Copy each of the entries below word for word, keeping every line as it stands.

-------- INFORMATION SHOWN

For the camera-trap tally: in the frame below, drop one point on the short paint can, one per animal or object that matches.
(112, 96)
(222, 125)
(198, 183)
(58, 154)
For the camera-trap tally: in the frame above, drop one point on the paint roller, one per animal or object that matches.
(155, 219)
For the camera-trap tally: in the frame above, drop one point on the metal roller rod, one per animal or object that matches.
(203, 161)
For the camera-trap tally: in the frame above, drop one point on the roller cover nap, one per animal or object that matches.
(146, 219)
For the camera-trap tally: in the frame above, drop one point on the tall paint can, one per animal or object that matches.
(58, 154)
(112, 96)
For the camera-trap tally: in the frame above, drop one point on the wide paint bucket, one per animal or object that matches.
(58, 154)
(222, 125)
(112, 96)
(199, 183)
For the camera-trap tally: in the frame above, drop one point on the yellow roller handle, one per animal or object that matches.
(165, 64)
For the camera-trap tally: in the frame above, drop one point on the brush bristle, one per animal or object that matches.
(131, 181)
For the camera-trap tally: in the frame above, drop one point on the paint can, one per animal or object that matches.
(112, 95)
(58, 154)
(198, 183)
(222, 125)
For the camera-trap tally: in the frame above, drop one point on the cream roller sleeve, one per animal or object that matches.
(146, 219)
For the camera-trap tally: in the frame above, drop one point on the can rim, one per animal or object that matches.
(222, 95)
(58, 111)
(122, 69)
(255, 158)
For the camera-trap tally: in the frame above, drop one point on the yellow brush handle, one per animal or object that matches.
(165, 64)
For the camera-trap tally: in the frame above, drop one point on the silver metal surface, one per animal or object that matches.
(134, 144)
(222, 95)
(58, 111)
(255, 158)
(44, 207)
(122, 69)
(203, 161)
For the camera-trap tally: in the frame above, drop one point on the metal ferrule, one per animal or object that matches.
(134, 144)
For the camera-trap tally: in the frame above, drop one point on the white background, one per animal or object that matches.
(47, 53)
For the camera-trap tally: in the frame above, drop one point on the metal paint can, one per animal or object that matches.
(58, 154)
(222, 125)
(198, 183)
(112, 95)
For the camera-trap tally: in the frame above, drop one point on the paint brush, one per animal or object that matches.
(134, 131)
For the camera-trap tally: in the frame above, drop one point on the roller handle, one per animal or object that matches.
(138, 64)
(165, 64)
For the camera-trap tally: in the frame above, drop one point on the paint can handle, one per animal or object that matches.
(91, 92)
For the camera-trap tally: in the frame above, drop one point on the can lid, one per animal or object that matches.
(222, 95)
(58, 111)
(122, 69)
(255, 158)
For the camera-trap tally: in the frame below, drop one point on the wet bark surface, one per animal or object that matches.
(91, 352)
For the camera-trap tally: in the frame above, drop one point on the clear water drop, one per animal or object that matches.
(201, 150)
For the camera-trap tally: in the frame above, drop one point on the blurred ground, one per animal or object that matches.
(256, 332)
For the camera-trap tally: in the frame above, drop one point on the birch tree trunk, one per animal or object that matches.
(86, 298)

----------------

TASK ANSWER –
For the camera-trap tally: in the frame below, drop one point on the short paint can, one per animal or object that matches.
(112, 96)
(222, 125)
(198, 183)
(58, 154)
For the camera-trap tally: in the frame above, drop one point on the paint roller, one per animal or object that matches.
(155, 219)
For the camera-trap tally: in the frame above, drop one point on the metal roller rod, one per animal or object that matches.
(203, 161)
For the camera-trap tally: in the frame above, drop one point on the roller cover nap, one per animal or object that matches.
(146, 219)
For the camera-trap tally: in the frame above, drop one point on the tall paint can, one per animal or object that matches.
(58, 154)
(112, 96)
For the camera-trap tally: in the frame above, drop one point on the wide paint bucket, one per animal or object that matches.
(58, 154)
(222, 125)
(112, 96)
(199, 183)
For the camera-trap tally: in the frame above, drop one point on the yellow roller handle, one per animal or object that matches.
(165, 64)
For the camera-trap tally: in the frame above, drop one point on the brush bristle, one per animal or object that matches.
(131, 181)
For the camera-trap tally: in the frame above, drop one point on the paint can, one per animal or object that matches.
(112, 95)
(58, 154)
(198, 183)
(222, 125)
For the camera-trap tally: in the frame above, drop one point on the cream roller sleeve, one per animal or object that matches.
(146, 219)
For the camera-trap tally: in the frame above, drop one point on the can rim, one per animal or object that matches.
(222, 95)
(58, 111)
(122, 69)
(255, 158)
For the camera-trap tally: in the frame above, drop one point on the yellow brush handle, one per animal or object that matches.
(165, 64)
For the camera-trap tally: in the frame above, drop one point on the silver metal surface, one per animal or object that matches.
(134, 144)
(222, 95)
(58, 111)
(255, 158)
(44, 207)
(122, 69)
(203, 161)
For the camera-trap tally: in the frame above, drop one point on the metal ferrule, one per animal or object that matches.
(134, 144)
For the camera-trap tally: in the frame above, drop one point on the white background, one per animal or object that matches.
(47, 53)
For the camera-trap tally: in the frame above, drop one point on the metal paint can, one per animal or object that matches.
(58, 154)
(222, 125)
(198, 183)
(112, 95)
For the camera-trap tally: in the frame above, drop one point on the paint brush, one per animal or object that matches.
(134, 131)
For the camera-trap tally: in the frame above, drop one point on the roller handle, one per animal or object that matches.
(138, 64)
(165, 64)
For the camera-trap tally: in the frame above, drop one point on the paint can handle, one per animal or object that matches.
(91, 92)
For the camera-trap tally: in the frame above, drop one point on the can lid, one per animal or object that matches.
(222, 95)
(58, 111)
(122, 69)
(255, 158)
For the camera-trap tally: in the frame below, drop one point on the wet bark surface, one per animal or object that matches.
(91, 352)
For the camera-trap tally: in the frame above, drop one point on the clear water drop, one per animal or object that matches.
(201, 150)
For the camera-trap tally: in the frame above, drop one point on the blurred ground, one per animal or object that matches.
(256, 332)
For the camera-trap tally: in the frame above, drop one point on the birch tree trunk, one per animal or object that matches.
(86, 298)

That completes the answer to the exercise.